Work request =>
Begin at the line containing "box: [464, 238, 482, 251]" in the data below and go on through the line containing "positive clicks: (402, 207)", repeating each line exactly; include both ends and no other line.

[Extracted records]

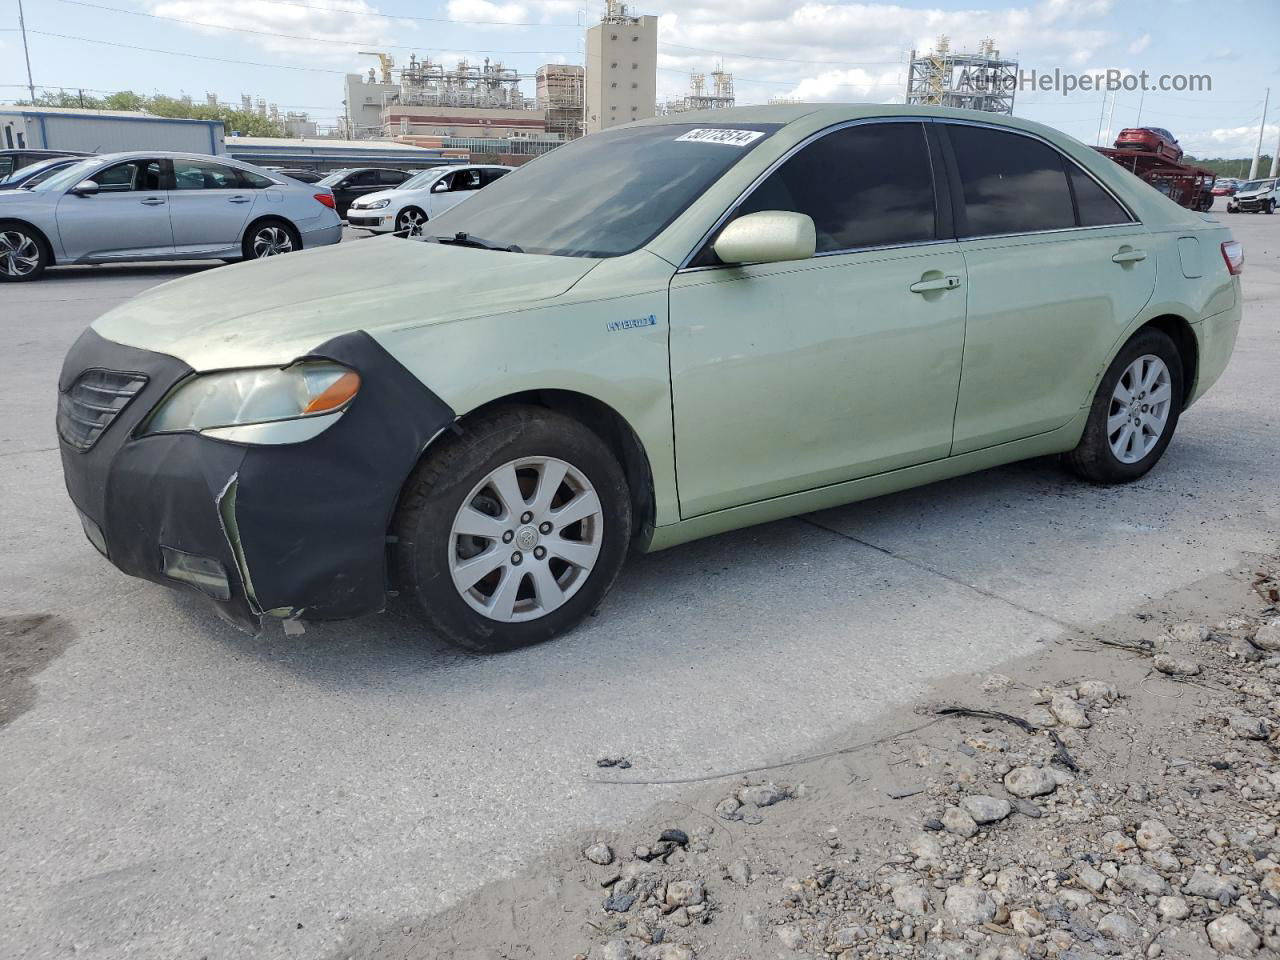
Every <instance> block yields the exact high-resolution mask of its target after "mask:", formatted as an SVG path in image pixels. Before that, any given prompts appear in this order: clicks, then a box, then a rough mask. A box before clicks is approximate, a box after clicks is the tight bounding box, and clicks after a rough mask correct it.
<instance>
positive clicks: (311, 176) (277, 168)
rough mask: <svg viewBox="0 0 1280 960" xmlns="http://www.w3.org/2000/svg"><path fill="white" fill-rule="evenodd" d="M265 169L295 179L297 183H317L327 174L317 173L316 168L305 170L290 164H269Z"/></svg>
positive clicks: (270, 171)
mask: <svg viewBox="0 0 1280 960" xmlns="http://www.w3.org/2000/svg"><path fill="white" fill-rule="evenodd" d="M266 169H269V170H270V172H271V173H278V174H280V175H282V177H288V178H289V179H291V180H297V182H298V183H319V182H320V180H323V179H324V178H325V177H326V175H328V174H323V173H319V172H317V170H305V169H301V168H292V166H269V168H266Z"/></svg>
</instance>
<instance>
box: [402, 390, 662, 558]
mask: <svg viewBox="0 0 1280 960" xmlns="http://www.w3.org/2000/svg"><path fill="white" fill-rule="evenodd" d="M509 406H532V407H545V408H547V410H552V411H554V412H557V413H561V415H562V416H567V417H571V419H573V420H576V421H577V422H580V424H582V426H585V428H588V429H589V430H591V431H593V433H594V434H595V435H596V436H599V438H600V439H602V440H603V442H604V443H605V445H607V447H608V448H609V451H611V452H612V453H613V456H614V457H616V458H617V461H618V463H620V465H621V466H622V472H623V474H625V476H626V479H627V486H628V489H630V492H631V517H632V521H631V540H632V545H634V547H637V548H639V549H641V550H644V549H645V547H646V545H648V541H649V540H650V538H652V536H653V530H654V522H655V509H657V507H655V497H654V486H653V467H652V465H650V462H649V454H648V452H646V451H645V448H644V443H643V442H641V440H640V436H639V434H637V433H636V431H635V429H634V428H632V426H631V424H630V422H627V420H626V417H623V416H622V415H621V413H620V412H618V411H617V410H614V408H613V407H612V406H609V404H608V403H605V402H604V401H602V399H599V398H596V397H591V396H590V394H586V393H579V392H576V390H563V389H534V390H521V392H518V393H511V394H507V396H503V397H497V398H494V399H492V401H488V402H486V403H483V404H480V406H479V407H474V408H472V410H470V411H467V412H466V413H462V415H460V416H458V419H457V420H456V421H454V422H453V425H452V426H451V428H449V429H447V430H443V431H442V433H440V434H439V435H436V436H435V438H433V440H431V443H429V444H428V447H426V449H424V451H422V457H428V456H430V454H431V451H433V447H434V444H435V443H436V442H438V440H439V439H440V436H442V435H444V434H447V433H451V431H452V433H466V430H467V424H468V422H471V421H474V420H476V419H479V417H483V416H485V415H486V413H490V412H493V411H494V410H498V408H500V407H509ZM419 460H420V461H421V457H420V458H419ZM411 476H412V474H411ZM406 483H408V479H406Z"/></svg>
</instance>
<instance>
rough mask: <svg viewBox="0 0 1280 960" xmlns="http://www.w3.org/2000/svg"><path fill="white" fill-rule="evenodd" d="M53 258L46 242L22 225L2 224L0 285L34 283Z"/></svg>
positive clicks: (27, 227) (24, 224) (0, 235)
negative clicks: (8, 283) (33, 281)
mask: <svg viewBox="0 0 1280 960" xmlns="http://www.w3.org/2000/svg"><path fill="white" fill-rule="evenodd" d="M51 260H52V257H51V256H50V253H49V246H47V244H46V243H45V238H44V237H41V236H40V234H38V233H37V232H36V230H33V229H32V228H29V227H27V224H23V223H12V221H10V223H0V282H4V283H26V282H27V280H35V279H36V278H38V276H40V275H41V274H42V273H45V268H46V266H49V264H50V261H51Z"/></svg>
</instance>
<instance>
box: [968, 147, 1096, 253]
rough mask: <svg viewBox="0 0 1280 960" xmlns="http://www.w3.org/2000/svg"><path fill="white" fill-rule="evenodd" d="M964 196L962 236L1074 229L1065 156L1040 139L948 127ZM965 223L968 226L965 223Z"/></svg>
mask: <svg viewBox="0 0 1280 960" xmlns="http://www.w3.org/2000/svg"><path fill="white" fill-rule="evenodd" d="M946 129H947V133H948V134H950V137H951V146H952V148H954V151H955V157H956V166H959V169H960V184H961V189H963V193H964V220H966V221H968V224H966V225H965V229H964V230H963V236H966V237H989V236H993V234H1004V233H1032V232H1036V230H1059V229H1065V228H1069V227H1075V211H1074V209H1073V206H1071V192H1070V189H1069V188H1068V186H1066V170H1065V169H1064V166H1062V157H1061V155H1060V154H1059V152H1057V151H1056V150H1053V148H1052V147H1050V146H1047V145H1046V143H1042V142H1041V141H1038V140H1033V138H1030V137H1024V136H1021V134H1018V133H1006V132H1004V131H995V129H991V128H987V127H969V125H963V124H947V125H946ZM961 225H964V224H961Z"/></svg>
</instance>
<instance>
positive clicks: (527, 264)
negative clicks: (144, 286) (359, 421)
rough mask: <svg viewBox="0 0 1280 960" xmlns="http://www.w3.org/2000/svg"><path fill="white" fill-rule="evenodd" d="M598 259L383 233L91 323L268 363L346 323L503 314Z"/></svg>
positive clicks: (199, 279)
mask: <svg viewBox="0 0 1280 960" xmlns="http://www.w3.org/2000/svg"><path fill="white" fill-rule="evenodd" d="M598 262H599V261H598V260H588V259H582V257H552V256H535V255H530V253H507V252H499V251H489V250H475V248H470V247H454V246H444V244H439V243H421V242H416V241H407V239H401V238H397V237H385V238H379V239H362V241H353V242H347V243H340V244H335V246H332V247H323V248H320V250H315V251H308V252H302V253H289V255H287V256H282V257H271V259H269V260H257V261H251V262H244V264H237V265H233V266H224V268H218V269H212V270H207V271H205V273H201V274H197V275H195V276H187V278H183V279H180V280H174V282H172V283H166V284H164V285H161V287H155V288H152V289H151V291H148V292H146V293H143V294H141V296H140V297H136V298H134V300H132V301H129V302H128V303H124V305H123V306H119V307H116V308H115V310H111V311H110V312H108V314H104V315H102V316H101V317H99V320H97V321H95V324H93V329H95V330H97V333H99V334H101V335H102V337H105V338H108V339H110V340H115V342H116V343H123V344H125V346H129V347H138V348H141V349H150V351H156V352H160V353H168V355H170V356H174V357H178V358H179V360H182V361H183V362H186V364H187V365H188V366H191V367H192V369H195V370H219V369H225V367H238V366H274V365H283V364H288V362H289V361H292V360H293V358H296V357H300V356H305V355H307V353H310V352H311V351H314V349H315V348H316V347H319V346H320V344H321V343H324V342H325V340H328V339H330V338H333V337H338V335H340V334H344V333H351V332H352V330H366V332H369V333H372V334H375V335H376V332H378V330H390V329H398V328H406V326H422V325H426V324H438V323H448V321H453V320H463V319H466V317H474V316H485V315H492V314H503V312H509V311H515V310H520V308H522V307H525V306H529V305H532V303H536V302H539V301H545V300H549V298H553V297H558V296H559V294H562V293H564V292H566V291H568V289H570V288H571V287H573V284H575V283H577V282H579V280H580V279H581V278H582V276H585V275H586V274H588V273H589V271H590V270H591V268H594V266H595V265H596V264H598Z"/></svg>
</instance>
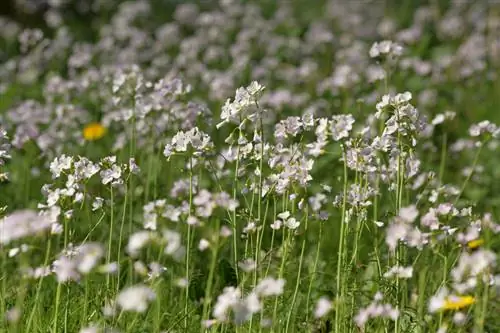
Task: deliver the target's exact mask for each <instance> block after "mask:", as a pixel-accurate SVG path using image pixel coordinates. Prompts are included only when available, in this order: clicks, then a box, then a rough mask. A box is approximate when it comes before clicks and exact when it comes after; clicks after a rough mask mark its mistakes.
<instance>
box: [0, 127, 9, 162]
mask: <svg viewBox="0 0 500 333" xmlns="http://www.w3.org/2000/svg"><path fill="white" fill-rule="evenodd" d="M9 150H10V144H9V142H8V137H7V132H6V131H5V130H4V129H3V128H1V127H0V165H3V164H4V163H5V161H4V160H5V159H9V158H10V155H9Z"/></svg>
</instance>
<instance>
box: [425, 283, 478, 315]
mask: <svg viewBox="0 0 500 333" xmlns="http://www.w3.org/2000/svg"><path fill="white" fill-rule="evenodd" d="M475 302H476V299H475V298H474V297H473V296H470V295H464V296H457V295H450V294H448V290H447V289H446V288H442V289H440V290H439V291H438V292H437V293H436V295H434V296H432V297H431V299H430V301H429V312H431V313H433V312H438V311H446V310H460V309H464V308H466V307H468V306H470V305H472V304H474V303H475Z"/></svg>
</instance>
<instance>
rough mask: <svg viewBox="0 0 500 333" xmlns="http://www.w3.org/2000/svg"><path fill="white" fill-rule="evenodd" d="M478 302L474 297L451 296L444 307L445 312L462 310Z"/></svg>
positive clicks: (446, 298)
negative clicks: (475, 302)
mask: <svg viewBox="0 0 500 333" xmlns="http://www.w3.org/2000/svg"><path fill="white" fill-rule="evenodd" d="M475 302H476V299H475V298H474V297H473V296H450V297H447V298H446V299H445V301H444V304H443V306H442V309H443V310H460V309H463V308H466V307H468V306H469V305H472V304H474V303H475Z"/></svg>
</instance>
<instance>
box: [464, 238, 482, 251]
mask: <svg viewBox="0 0 500 333" xmlns="http://www.w3.org/2000/svg"><path fill="white" fill-rule="evenodd" d="M483 244H484V239H474V240H471V241H470V242H467V247H468V248H469V249H471V250H475V249H477V248H478V247H480V246H481V245H483Z"/></svg>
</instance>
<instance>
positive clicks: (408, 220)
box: [399, 205, 418, 223]
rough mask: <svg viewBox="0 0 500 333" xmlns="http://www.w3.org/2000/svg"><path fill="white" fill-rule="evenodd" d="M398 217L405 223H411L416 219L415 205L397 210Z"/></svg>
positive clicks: (402, 207) (417, 211) (405, 207)
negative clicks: (397, 213) (400, 218)
mask: <svg viewBox="0 0 500 333" xmlns="http://www.w3.org/2000/svg"><path fill="white" fill-rule="evenodd" d="M399 217H400V218H401V219H402V220H403V221H405V222H407V223H413V222H414V221H415V219H416V218H417V217H418V210H417V207H416V206H415V205H411V206H408V207H402V208H401V209H400V210H399Z"/></svg>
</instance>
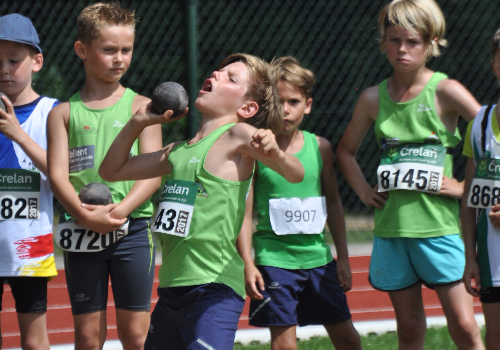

Task output =>
box: [464, 238, 482, 251]
mask: <svg viewBox="0 0 500 333" xmlns="http://www.w3.org/2000/svg"><path fill="white" fill-rule="evenodd" d="M483 244H484V239H474V240H471V241H470V242H467V247H468V248H469V249H471V250H475V249H477V248H478V247H480V246H481V245H483Z"/></svg>
</instance>
<instance>
positive clicks: (408, 220)
box: [399, 205, 418, 223]
rough mask: <svg viewBox="0 0 500 333" xmlns="http://www.w3.org/2000/svg"><path fill="white" fill-rule="evenodd" d="M398 217L405 223H411L416 219L415 205L397 210Z"/></svg>
positive clicks: (402, 207) (417, 211) (405, 207)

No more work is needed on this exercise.